(Image-grounded pointing data)

+++++

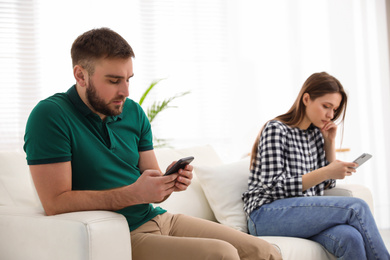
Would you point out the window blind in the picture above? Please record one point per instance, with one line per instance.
(19, 70)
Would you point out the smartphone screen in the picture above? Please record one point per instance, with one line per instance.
(180, 164)
(362, 159)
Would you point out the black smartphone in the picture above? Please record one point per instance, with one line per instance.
(362, 159)
(180, 164)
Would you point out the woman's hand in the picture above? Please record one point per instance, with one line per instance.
(338, 169)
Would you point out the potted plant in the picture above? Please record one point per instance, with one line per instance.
(157, 107)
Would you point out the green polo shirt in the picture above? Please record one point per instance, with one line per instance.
(104, 154)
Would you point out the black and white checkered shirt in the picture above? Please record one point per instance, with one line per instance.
(284, 155)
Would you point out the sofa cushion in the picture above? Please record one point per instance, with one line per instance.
(223, 186)
(16, 186)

+++++

• **Task item**:
Copy, without any change, the lines above from the one containing "Would you point out the black and" to the end, both ends included. Add nothing else.

• **Written solution**:
Would you point out the black and white checkered shirt in the picture above? Please record one point per instance, with one line per instance.
(284, 155)
Would you point out the sofa cushion in the picture above? Please record one point per instance, with one line per instance.
(223, 186)
(16, 186)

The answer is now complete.